The Water Board is still too young to have a record.

The Poor Law Guardians had improved the workhouses and the infirmaries, and the dispensaries were continuing to do their useful work.

The Metropolitan Borough Councils were grappling with their numerous duties. The perusal of the annual reports of these bodies shows their multiplicity. House-to-house inspection—the inspection of factories and workshops, and workplaces, and outworkers; of bakehouses, cowsheds, dairies, and milkshops; of food and the places where food is prepared; of offensive trades and slaughter-houses, and of houses let in lodgings; the management of baths and wash-houses, the removal of dust and filth, disinfection, proceedings under the Housing of the Working Classes Acts; measures for the prevention of disease, for the abatement of nuisances, and many other duties connected with sewerage, drainage, and paving and cleansing of streets—all and every one of which closely affect the health of the people.

The amount of work done varied considerably. In a well-administered municipality the number of Sanitary Inspectors had been increased, the number of inspections was high, and the work continuous and heavy. In some, however, the work was less satisfactorily done, and the old Vestry antipathy to the expenditure of money upon Inspectors appeared to have been handed on.

Data excerpts:
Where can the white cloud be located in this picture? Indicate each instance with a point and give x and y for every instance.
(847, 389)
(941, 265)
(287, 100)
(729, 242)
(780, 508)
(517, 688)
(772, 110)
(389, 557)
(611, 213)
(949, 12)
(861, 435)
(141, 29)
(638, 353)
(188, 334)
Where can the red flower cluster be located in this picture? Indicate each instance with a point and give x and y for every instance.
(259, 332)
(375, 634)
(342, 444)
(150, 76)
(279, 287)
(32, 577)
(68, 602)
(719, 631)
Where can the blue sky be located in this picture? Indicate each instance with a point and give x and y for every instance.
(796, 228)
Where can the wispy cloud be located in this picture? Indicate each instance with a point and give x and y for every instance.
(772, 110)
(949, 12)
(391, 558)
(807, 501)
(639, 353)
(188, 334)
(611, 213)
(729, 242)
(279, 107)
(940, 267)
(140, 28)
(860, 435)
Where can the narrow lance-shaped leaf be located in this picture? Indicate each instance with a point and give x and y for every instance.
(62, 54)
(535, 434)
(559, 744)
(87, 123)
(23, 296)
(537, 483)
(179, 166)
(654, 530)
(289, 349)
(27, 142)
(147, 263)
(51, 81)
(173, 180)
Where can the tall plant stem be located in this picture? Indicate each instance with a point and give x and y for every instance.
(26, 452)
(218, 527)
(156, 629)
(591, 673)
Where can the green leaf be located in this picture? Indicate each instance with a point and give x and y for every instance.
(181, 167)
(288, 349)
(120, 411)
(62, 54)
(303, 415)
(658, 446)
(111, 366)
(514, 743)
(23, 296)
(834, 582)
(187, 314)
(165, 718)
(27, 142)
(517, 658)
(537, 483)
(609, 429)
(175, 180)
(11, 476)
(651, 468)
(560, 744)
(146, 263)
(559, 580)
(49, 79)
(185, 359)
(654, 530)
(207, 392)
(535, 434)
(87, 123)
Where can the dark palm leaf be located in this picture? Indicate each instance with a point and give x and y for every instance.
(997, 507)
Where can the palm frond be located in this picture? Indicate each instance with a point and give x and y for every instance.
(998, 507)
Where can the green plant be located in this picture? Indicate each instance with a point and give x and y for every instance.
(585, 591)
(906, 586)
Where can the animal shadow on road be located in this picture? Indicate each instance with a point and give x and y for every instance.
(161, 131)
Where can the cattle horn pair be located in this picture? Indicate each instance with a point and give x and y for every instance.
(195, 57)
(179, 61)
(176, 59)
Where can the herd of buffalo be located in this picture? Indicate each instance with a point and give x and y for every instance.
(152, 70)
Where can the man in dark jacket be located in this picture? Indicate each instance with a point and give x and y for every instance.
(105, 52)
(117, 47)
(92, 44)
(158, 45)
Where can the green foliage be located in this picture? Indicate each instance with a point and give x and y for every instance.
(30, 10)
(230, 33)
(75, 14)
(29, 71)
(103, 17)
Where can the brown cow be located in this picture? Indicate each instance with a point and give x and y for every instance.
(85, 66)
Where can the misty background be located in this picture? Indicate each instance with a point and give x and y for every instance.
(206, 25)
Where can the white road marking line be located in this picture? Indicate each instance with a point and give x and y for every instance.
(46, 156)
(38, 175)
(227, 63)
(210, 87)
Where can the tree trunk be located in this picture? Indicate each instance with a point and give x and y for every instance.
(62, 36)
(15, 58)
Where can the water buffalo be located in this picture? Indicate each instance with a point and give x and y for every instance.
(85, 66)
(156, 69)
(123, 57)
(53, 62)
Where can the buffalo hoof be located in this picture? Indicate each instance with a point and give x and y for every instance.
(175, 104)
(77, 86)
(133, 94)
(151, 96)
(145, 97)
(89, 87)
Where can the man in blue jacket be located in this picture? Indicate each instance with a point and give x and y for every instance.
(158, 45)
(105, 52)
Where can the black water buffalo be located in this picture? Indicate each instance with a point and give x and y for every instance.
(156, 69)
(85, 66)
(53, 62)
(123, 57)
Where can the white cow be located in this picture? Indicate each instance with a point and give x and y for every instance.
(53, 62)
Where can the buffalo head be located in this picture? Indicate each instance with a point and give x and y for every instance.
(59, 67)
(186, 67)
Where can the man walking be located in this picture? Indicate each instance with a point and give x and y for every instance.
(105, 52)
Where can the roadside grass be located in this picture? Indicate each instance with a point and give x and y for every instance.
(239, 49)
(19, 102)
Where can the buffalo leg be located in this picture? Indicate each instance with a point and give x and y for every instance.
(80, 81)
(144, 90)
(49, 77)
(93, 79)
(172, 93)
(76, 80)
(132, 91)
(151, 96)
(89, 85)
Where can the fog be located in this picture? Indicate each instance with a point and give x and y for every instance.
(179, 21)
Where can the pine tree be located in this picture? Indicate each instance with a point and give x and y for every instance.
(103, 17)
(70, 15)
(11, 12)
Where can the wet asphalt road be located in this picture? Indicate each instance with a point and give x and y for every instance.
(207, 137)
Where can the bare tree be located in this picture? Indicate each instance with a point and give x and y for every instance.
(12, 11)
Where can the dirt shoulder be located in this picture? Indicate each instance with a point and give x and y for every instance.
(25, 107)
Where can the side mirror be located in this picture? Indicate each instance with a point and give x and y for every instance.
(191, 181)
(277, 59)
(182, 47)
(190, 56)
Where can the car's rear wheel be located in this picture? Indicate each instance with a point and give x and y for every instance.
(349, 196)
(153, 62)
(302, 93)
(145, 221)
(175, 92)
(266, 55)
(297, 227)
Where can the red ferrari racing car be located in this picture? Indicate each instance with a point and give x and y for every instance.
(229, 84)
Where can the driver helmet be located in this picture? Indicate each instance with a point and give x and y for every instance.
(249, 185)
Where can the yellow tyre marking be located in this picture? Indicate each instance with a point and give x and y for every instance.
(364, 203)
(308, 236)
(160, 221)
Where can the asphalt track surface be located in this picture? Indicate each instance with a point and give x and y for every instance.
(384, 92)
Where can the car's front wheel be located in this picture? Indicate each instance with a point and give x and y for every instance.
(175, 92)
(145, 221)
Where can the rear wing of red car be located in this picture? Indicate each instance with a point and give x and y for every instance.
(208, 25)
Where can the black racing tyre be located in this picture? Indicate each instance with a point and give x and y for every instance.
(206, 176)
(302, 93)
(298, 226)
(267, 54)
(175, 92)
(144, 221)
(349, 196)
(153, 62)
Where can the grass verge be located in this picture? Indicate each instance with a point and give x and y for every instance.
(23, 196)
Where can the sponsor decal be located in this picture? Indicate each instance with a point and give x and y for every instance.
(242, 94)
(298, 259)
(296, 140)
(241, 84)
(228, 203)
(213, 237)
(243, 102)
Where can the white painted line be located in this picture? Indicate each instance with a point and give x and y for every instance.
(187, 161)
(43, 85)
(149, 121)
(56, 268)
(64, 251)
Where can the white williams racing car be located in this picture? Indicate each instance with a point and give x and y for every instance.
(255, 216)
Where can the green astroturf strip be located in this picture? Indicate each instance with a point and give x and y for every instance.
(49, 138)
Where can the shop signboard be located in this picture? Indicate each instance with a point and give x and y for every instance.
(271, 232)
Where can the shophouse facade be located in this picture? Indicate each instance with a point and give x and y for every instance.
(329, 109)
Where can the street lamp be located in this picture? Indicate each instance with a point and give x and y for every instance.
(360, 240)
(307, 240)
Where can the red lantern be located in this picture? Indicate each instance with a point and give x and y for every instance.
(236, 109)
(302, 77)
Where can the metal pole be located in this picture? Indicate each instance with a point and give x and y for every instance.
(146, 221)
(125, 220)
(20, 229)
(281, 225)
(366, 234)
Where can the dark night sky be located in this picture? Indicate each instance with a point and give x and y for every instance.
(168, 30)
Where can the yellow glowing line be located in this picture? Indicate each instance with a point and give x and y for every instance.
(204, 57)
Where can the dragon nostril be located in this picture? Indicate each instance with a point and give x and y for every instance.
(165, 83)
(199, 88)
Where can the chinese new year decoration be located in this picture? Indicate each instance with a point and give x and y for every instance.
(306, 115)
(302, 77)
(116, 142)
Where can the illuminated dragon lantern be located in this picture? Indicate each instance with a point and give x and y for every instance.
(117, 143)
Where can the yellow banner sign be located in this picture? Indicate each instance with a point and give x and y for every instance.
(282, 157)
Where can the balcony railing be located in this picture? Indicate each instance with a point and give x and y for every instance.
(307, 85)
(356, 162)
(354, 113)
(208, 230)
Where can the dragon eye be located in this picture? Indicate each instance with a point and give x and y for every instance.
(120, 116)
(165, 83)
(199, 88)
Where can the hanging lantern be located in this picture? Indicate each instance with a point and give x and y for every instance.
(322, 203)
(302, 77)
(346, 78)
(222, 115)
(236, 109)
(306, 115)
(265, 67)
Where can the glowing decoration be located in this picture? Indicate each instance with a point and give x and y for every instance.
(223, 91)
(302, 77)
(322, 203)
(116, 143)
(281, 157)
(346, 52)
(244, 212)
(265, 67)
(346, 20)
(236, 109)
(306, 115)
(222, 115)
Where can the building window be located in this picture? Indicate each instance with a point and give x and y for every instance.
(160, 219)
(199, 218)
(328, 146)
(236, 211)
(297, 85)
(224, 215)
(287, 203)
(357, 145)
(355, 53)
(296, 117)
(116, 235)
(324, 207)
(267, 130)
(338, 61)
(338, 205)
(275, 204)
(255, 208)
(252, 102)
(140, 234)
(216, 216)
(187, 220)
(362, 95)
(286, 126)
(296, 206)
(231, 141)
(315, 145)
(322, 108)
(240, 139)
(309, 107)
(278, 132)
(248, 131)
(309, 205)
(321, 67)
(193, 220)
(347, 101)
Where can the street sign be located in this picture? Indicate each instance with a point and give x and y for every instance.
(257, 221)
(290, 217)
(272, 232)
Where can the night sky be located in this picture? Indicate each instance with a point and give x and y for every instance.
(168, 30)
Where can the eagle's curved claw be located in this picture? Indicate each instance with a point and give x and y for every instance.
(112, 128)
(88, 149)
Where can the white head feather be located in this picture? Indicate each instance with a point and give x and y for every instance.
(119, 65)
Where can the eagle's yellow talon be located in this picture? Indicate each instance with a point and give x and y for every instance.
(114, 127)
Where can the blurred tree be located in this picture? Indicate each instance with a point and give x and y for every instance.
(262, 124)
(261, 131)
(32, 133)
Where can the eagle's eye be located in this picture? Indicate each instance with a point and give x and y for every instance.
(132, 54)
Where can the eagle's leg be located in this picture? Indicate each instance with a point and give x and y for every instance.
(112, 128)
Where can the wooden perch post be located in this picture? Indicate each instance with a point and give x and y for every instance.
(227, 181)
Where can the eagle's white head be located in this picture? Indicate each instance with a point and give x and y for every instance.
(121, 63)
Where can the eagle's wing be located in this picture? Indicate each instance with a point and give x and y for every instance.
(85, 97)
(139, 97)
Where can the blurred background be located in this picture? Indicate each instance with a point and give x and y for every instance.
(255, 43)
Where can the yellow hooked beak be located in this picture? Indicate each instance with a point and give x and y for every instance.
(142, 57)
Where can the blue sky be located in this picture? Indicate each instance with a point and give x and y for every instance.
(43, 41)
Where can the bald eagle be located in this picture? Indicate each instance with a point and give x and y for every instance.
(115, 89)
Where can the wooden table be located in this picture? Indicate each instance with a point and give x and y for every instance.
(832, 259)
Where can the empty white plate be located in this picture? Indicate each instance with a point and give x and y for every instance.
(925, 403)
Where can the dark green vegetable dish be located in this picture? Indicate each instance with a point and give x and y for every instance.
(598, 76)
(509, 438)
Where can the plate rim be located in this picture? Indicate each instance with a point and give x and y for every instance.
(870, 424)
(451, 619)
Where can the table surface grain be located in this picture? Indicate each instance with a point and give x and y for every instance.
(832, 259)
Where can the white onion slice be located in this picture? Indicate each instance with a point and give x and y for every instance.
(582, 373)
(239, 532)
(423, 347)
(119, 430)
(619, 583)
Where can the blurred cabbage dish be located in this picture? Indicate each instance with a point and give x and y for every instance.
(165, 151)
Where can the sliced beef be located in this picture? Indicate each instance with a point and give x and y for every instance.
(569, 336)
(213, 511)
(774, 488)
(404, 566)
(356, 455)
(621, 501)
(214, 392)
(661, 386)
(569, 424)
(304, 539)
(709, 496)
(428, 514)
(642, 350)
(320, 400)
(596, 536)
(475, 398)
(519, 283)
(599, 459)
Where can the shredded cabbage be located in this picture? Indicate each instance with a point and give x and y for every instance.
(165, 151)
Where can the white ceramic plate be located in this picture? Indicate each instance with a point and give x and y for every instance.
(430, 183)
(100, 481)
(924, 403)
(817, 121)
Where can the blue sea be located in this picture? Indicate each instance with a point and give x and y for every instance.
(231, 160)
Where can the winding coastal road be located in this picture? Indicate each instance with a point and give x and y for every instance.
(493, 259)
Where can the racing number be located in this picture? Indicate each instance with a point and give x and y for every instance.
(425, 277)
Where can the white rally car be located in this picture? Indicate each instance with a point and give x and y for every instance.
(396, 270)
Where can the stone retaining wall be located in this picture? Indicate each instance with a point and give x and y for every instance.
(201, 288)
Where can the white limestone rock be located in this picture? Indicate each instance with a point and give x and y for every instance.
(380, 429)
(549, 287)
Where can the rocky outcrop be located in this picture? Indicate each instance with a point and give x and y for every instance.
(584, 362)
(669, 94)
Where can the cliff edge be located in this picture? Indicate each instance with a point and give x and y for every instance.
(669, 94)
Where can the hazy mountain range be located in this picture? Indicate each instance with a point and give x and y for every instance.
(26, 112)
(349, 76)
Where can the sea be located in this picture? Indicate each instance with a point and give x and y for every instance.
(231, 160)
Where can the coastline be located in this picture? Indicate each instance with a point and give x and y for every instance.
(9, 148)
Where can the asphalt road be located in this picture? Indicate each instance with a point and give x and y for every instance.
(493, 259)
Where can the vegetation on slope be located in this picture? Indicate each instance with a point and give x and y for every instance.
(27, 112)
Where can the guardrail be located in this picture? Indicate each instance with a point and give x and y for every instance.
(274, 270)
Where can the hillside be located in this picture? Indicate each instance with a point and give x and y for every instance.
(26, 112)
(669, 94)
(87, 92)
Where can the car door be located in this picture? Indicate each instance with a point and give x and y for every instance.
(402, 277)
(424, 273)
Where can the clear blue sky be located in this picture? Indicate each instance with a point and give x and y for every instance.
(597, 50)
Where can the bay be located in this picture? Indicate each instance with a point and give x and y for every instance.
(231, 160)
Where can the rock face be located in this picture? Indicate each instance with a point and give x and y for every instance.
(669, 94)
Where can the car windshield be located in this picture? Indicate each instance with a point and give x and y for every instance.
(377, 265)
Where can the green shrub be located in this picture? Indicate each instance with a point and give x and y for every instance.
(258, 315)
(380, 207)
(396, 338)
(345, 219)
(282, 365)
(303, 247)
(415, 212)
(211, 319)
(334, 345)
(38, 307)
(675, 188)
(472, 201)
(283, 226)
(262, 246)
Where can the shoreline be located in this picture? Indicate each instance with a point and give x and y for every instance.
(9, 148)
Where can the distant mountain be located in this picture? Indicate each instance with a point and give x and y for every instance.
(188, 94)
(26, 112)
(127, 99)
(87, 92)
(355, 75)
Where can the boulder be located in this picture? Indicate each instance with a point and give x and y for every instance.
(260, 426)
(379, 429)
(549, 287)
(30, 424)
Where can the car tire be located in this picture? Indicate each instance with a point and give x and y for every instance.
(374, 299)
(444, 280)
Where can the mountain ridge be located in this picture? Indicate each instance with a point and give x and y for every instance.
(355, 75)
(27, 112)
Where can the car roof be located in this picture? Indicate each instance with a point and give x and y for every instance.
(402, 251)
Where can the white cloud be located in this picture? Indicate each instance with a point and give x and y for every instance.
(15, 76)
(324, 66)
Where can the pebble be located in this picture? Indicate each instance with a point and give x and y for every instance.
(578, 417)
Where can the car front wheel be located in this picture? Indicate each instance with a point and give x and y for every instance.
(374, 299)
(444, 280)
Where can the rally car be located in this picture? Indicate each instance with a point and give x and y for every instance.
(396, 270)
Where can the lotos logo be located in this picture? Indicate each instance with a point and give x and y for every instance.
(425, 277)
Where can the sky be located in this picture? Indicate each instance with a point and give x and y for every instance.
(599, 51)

**EXERCISE REQUIREMENTS:**
- a) Return the portion of the passage on metropolitan sanitary work above verbatim, starting at "The Water Board" and ending at "their useful work.".
- b) According to the passage on metropolitan sanitary work, what had happened to the number of Sanitary Inspectors in a well-administered municipality?

**TASK-BY-TASK OUTPUTS:**
- a)
The Water Board is still too young to have a record.

The Poor Law Guardians had improved the workhouses and the infirmaries, and the dispensaries were continuing to do their useful work.

- b) The number of Sanitary Inspectors had been increased.